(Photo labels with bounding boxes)
============

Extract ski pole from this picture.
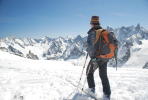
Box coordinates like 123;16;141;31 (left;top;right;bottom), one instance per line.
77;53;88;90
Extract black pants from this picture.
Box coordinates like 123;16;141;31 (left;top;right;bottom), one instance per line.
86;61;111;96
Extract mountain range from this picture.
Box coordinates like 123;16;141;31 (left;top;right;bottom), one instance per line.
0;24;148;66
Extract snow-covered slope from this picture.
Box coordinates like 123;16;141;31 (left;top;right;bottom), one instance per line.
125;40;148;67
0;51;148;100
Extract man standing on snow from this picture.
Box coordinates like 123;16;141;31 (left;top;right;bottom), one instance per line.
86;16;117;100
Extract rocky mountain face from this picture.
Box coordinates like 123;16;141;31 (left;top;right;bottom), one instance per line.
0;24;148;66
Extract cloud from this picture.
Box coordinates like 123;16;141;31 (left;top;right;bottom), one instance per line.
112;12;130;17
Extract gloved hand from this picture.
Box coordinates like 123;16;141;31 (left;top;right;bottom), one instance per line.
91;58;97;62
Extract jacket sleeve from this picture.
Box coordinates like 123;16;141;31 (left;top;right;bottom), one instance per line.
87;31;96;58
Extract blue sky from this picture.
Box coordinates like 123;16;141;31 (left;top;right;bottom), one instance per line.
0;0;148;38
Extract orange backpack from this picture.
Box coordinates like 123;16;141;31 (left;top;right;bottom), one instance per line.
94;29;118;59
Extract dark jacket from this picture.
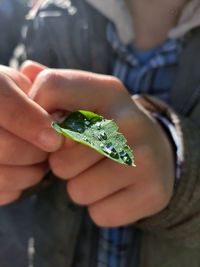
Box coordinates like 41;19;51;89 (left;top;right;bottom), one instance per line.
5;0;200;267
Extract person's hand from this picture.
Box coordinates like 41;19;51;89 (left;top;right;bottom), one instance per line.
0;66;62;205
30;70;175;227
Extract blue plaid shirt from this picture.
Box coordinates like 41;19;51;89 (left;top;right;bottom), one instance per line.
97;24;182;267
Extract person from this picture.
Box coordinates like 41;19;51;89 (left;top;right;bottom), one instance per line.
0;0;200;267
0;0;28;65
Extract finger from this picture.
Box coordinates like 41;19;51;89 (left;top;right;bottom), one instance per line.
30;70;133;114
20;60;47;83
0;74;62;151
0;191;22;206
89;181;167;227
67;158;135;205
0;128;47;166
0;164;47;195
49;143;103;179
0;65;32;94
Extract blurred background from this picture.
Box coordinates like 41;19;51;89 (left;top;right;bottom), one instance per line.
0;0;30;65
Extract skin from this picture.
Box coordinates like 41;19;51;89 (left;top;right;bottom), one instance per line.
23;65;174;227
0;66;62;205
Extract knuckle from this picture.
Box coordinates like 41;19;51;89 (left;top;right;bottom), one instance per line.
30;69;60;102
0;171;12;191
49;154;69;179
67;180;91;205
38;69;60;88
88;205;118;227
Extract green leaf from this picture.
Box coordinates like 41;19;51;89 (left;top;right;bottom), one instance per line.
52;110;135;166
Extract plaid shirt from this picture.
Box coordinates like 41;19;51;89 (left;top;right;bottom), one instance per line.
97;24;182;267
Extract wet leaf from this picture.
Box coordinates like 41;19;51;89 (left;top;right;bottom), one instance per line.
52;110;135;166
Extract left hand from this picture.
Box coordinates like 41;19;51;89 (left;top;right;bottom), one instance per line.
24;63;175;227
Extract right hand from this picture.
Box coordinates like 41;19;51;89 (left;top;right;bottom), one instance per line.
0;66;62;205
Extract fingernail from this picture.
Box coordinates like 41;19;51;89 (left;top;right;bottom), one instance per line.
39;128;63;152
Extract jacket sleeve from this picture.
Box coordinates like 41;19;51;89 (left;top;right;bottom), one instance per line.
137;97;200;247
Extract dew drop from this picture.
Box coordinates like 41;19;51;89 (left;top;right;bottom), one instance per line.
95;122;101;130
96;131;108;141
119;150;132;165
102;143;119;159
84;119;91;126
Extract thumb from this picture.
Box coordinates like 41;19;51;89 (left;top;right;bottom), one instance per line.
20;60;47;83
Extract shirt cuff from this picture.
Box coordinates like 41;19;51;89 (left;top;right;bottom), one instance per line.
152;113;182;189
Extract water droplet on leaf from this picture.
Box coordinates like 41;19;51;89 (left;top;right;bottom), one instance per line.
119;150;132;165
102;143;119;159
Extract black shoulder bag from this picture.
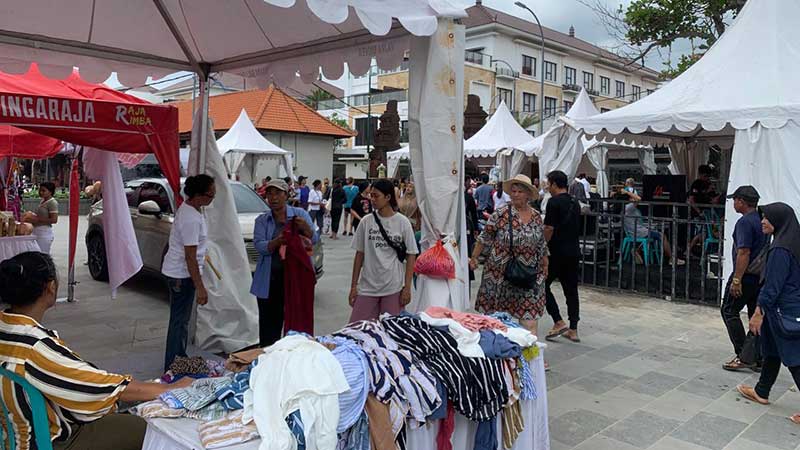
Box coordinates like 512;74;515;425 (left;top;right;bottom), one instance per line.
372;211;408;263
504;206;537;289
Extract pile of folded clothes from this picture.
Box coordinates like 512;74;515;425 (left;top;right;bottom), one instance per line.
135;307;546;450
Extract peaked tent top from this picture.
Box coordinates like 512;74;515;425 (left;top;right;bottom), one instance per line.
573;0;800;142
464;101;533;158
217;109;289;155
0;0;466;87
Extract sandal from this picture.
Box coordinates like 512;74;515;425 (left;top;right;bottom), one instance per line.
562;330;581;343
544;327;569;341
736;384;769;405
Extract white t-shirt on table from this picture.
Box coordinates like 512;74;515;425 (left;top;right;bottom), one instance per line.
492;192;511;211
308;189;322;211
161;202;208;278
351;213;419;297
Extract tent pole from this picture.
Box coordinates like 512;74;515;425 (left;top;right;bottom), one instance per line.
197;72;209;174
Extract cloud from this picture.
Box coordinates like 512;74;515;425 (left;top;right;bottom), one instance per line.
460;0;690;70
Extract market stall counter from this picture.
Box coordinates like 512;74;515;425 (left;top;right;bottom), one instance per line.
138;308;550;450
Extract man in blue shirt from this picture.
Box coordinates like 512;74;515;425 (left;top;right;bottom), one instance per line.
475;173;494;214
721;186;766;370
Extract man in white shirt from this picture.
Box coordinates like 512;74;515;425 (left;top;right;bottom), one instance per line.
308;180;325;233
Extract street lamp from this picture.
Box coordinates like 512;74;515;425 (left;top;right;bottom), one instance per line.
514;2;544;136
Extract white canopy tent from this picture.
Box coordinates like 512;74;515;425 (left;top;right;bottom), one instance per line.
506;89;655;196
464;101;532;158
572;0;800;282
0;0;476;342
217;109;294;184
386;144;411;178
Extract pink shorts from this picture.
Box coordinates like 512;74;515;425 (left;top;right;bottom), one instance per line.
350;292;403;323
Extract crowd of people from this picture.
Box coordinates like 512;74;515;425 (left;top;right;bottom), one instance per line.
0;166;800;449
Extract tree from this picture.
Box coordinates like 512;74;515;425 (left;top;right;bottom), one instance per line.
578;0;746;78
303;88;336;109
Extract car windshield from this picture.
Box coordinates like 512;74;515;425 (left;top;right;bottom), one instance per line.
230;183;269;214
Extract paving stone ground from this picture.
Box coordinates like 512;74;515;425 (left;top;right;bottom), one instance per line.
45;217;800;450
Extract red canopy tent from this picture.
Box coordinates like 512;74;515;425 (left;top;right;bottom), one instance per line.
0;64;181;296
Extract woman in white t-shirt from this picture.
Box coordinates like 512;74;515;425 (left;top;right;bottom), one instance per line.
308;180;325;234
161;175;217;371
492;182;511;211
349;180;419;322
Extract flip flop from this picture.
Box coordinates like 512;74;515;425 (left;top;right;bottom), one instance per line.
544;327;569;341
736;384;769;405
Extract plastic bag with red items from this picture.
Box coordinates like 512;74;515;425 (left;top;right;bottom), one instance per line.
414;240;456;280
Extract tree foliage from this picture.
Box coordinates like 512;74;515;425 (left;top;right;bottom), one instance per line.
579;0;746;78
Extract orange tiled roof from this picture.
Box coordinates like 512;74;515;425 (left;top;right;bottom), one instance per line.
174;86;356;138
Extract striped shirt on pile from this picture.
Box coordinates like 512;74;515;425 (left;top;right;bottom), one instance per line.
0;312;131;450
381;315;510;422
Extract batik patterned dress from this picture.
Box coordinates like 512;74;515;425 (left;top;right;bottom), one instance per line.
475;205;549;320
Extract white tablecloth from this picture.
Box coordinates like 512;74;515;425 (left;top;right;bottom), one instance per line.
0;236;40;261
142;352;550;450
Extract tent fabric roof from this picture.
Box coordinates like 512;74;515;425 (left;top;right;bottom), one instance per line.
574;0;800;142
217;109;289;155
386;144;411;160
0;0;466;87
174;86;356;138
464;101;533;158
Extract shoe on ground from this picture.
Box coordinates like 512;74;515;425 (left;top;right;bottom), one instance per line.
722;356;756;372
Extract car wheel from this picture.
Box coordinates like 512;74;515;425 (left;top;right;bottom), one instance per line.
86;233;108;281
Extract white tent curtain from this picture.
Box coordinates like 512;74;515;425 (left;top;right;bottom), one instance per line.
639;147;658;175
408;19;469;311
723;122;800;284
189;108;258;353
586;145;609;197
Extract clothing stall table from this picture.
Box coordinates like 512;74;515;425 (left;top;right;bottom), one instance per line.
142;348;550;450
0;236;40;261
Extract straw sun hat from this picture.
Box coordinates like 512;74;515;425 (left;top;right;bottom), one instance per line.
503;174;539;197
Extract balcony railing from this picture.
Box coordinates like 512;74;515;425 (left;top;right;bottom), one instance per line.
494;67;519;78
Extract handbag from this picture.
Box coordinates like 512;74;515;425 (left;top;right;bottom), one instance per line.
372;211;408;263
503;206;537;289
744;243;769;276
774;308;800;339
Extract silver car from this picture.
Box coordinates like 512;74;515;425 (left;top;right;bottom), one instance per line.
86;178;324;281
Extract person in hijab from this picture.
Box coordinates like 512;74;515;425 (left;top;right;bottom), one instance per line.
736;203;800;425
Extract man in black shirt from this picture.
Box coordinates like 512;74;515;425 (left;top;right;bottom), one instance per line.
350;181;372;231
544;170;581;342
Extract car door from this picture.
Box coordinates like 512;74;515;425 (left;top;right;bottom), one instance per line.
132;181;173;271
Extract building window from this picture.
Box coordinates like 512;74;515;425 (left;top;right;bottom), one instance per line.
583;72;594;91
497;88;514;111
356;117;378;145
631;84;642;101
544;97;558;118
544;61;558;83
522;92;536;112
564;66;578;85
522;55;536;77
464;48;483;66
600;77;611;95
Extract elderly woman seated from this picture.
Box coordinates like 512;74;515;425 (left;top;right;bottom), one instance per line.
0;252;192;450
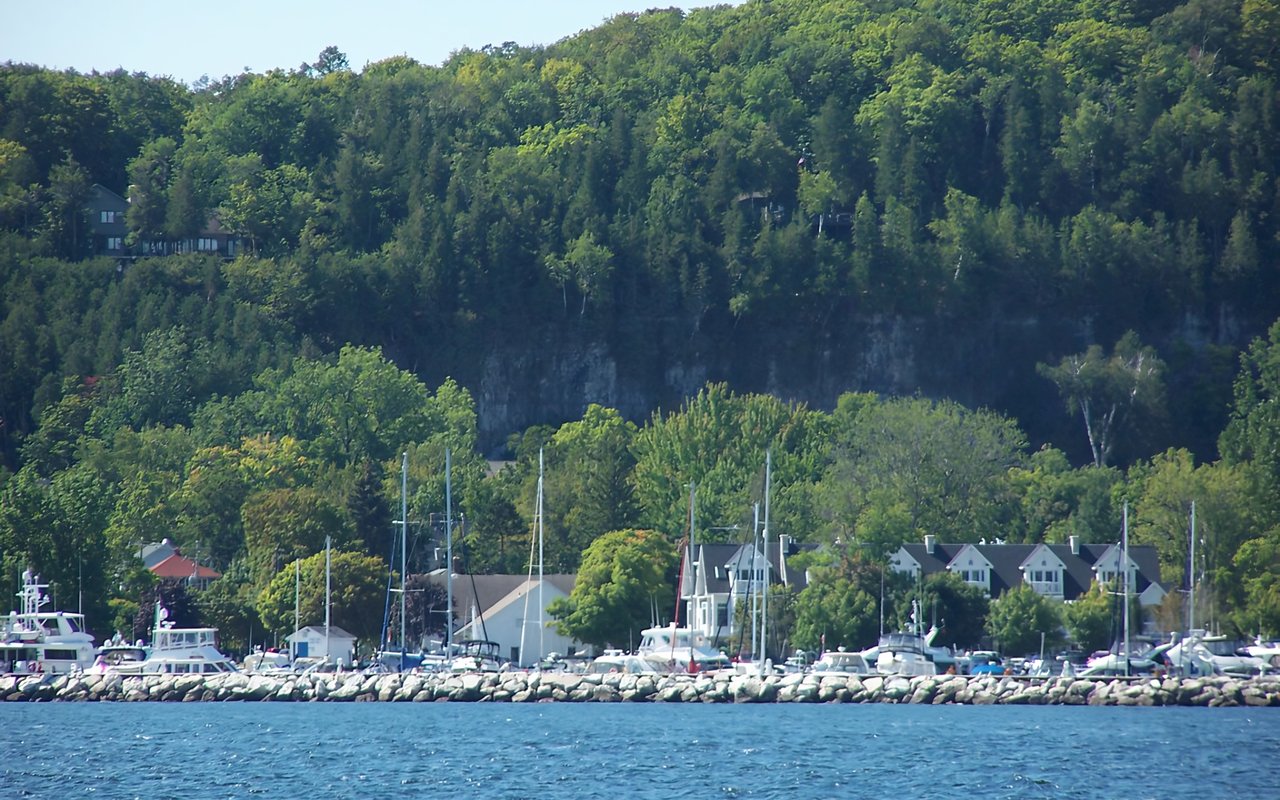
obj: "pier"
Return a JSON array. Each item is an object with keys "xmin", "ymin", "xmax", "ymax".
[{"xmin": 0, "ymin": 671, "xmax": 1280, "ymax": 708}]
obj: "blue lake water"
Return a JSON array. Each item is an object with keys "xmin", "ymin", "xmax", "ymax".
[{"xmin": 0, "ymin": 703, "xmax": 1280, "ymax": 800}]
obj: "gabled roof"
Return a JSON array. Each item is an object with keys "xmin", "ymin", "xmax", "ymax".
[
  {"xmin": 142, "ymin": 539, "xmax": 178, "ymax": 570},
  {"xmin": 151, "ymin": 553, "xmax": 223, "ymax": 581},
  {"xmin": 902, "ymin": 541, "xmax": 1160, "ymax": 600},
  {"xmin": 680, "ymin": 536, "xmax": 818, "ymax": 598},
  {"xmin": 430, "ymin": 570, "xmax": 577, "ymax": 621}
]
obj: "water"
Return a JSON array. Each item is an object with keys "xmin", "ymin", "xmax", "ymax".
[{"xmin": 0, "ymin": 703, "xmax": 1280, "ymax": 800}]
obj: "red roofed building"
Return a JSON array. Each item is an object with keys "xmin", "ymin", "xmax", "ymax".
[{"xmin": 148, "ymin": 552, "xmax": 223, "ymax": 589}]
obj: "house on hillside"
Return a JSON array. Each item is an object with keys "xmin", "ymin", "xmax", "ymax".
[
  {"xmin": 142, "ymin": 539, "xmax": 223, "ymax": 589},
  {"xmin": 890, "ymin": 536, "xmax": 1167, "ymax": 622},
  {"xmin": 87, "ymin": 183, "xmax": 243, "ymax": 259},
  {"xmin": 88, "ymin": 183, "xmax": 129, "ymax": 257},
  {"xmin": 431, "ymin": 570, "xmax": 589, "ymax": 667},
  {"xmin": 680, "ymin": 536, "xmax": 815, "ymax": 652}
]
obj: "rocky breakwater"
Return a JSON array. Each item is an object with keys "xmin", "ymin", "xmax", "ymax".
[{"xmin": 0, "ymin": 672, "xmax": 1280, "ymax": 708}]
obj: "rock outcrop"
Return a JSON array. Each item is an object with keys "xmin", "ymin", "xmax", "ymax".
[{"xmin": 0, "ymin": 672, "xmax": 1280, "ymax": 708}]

============

**REQUIRED WORK**
Update the data from the line containing "Extract market stall" through the line containing "308;180;325;233" by changing every "shirt" to "T-shirt" and keeping everything else the same. Give back only those lines.

**REPLY TO THE TASK**
Extract market stall counter from this picture.
Box coordinates like 512;74;515;425 (left;top;right;bottom), one instance per line.
138;308;550;450
Extract man in blue T-shirt from this picture.
Box coordinates like 512;74;515;425 (left;top;right;bottom), one instance per line.
475;173;494;214
721;186;766;370
Extract man in white T-shirt from this picture.
Box coordinates like 512;74;515;425 (left;top;right;bottom), one instance per line.
308;180;325;233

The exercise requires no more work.